INFORMATION GIVEN:

^^^^

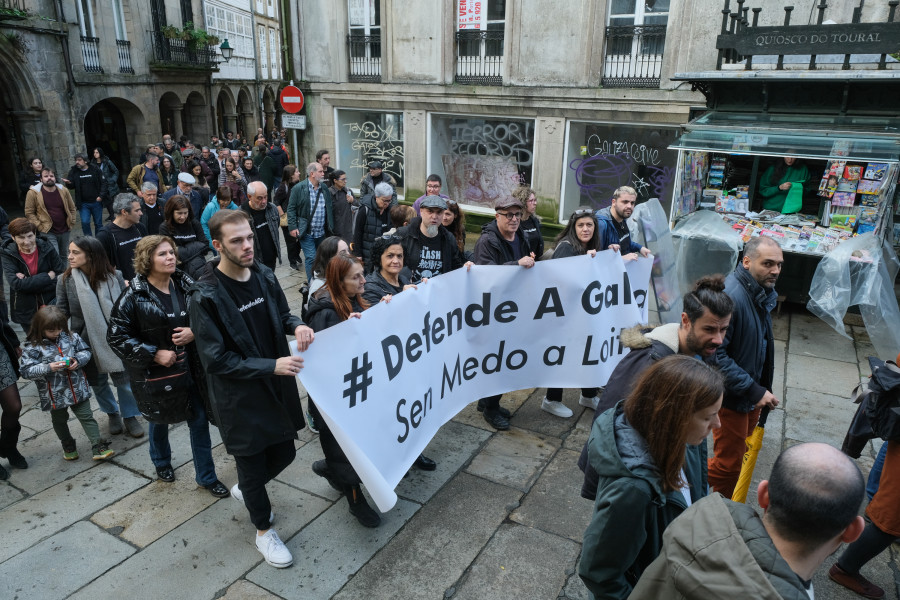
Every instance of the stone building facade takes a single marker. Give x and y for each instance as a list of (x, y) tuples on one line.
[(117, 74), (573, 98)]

^^^^

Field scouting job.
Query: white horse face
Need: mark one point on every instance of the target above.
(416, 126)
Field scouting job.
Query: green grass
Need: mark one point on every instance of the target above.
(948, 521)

^^^^

EXERCISE BRIEF: Looking at the records above, please work out how many lines contain "Query" and state only that number.

RESPONSE: 2